**Required work**
Write out exactly the lines below that run from the line containing "Target: window" through the last line of the records.

**Provided data**

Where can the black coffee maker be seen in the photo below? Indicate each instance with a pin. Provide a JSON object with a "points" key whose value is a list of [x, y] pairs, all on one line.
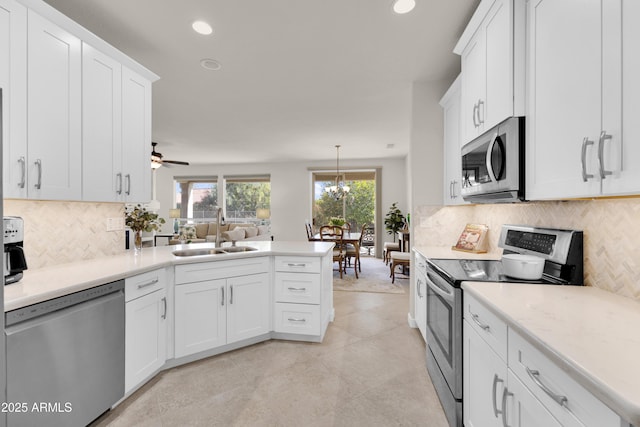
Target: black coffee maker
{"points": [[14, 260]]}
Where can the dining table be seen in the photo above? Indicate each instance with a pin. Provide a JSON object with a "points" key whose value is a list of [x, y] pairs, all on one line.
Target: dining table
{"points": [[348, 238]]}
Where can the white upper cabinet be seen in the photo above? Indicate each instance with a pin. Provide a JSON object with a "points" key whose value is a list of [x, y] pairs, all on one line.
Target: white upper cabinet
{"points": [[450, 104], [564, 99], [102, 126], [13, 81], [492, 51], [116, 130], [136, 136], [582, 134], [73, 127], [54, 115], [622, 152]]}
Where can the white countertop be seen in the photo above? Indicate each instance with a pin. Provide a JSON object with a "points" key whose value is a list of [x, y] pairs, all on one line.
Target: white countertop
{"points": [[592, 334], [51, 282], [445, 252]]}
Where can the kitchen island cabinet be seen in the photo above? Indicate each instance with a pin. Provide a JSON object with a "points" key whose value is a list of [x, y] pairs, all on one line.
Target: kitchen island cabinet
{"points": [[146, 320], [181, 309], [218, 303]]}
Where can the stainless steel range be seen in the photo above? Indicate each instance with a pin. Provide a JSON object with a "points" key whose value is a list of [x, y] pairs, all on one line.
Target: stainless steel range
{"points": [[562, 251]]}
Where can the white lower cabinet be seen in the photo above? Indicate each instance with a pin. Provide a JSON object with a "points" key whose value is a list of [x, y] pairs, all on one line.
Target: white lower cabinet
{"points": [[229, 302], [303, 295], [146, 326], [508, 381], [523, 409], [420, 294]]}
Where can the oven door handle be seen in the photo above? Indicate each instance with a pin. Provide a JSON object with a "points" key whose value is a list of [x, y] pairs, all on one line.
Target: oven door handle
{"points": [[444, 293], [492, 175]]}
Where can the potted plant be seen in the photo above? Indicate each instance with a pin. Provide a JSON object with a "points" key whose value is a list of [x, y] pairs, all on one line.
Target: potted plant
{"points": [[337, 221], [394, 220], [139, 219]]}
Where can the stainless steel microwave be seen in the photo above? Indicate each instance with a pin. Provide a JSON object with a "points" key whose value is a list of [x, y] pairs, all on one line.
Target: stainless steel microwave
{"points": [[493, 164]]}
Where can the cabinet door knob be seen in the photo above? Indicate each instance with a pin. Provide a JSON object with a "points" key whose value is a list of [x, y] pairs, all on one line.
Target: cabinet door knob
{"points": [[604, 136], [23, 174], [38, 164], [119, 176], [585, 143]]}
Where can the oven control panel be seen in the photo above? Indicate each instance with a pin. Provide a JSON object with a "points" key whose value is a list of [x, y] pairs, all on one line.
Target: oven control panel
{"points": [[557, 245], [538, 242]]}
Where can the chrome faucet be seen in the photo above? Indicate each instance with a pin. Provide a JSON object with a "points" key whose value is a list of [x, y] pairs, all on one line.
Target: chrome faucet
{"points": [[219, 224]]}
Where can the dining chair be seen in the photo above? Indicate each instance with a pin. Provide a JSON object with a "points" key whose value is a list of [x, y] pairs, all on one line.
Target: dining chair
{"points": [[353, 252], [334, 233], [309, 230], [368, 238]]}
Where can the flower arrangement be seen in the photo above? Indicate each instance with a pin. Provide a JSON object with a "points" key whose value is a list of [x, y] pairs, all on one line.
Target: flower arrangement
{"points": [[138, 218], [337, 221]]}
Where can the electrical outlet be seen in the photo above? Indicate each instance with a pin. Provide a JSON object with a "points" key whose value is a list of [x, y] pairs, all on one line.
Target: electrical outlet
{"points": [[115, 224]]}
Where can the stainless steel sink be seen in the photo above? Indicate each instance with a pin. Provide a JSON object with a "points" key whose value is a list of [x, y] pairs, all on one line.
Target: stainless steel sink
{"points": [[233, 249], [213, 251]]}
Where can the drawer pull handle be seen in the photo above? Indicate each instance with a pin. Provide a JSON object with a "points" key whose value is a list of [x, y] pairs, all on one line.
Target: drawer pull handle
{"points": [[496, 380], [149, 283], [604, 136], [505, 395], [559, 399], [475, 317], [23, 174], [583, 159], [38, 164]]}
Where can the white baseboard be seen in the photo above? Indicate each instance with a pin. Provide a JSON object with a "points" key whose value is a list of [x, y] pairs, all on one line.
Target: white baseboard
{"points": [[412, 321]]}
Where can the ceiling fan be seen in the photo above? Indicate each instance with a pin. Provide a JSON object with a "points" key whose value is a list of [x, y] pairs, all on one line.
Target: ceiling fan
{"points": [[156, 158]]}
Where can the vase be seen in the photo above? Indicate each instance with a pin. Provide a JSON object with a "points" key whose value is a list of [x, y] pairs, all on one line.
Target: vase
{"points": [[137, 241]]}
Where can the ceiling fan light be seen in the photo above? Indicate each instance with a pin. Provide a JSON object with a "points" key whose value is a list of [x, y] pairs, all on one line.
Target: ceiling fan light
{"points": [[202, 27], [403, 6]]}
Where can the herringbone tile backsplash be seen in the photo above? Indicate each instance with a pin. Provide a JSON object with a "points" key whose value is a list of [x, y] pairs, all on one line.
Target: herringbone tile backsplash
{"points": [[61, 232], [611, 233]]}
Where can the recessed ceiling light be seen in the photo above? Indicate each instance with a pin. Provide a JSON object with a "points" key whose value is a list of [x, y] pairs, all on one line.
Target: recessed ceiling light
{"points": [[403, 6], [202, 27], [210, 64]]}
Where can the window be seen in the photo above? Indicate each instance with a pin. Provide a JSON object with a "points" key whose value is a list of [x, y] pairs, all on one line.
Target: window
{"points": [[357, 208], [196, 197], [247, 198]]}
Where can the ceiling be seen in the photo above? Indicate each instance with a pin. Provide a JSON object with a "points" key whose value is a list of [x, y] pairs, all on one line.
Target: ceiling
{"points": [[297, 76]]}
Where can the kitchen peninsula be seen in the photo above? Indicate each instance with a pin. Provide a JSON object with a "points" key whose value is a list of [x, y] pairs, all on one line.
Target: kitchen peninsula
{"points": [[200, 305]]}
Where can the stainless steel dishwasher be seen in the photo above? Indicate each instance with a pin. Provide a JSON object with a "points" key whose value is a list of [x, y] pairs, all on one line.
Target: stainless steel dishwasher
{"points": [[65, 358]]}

**Answer section**
Target: window
{"points": [[357, 208], [196, 197], [247, 198]]}
Where can the ceiling be seen in the photo above? Indicate each instance with a pin. Provide a JSON object with a "points" key whose value is a list of [x, y] pairs, all on one line.
Target: ceiling
{"points": [[297, 76]]}
Where can the kitchen peninsula be seen in the photo above? Indicate each instance with a pin. Provide a JSON object with a "points" key whose value is a list of [x, y] pairs, all on one line.
Target: kitchen peninsula
{"points": [[200, 305]]}
Where can the stainless steel dishwasher be seen in the photo above? Indicate each instance with a pin. Provide a JSON object with a "points" key whose value is a list of [x, y] pairs, all on one line.
Target: stainless steel dishwasher
{"points": [[65, 358]]}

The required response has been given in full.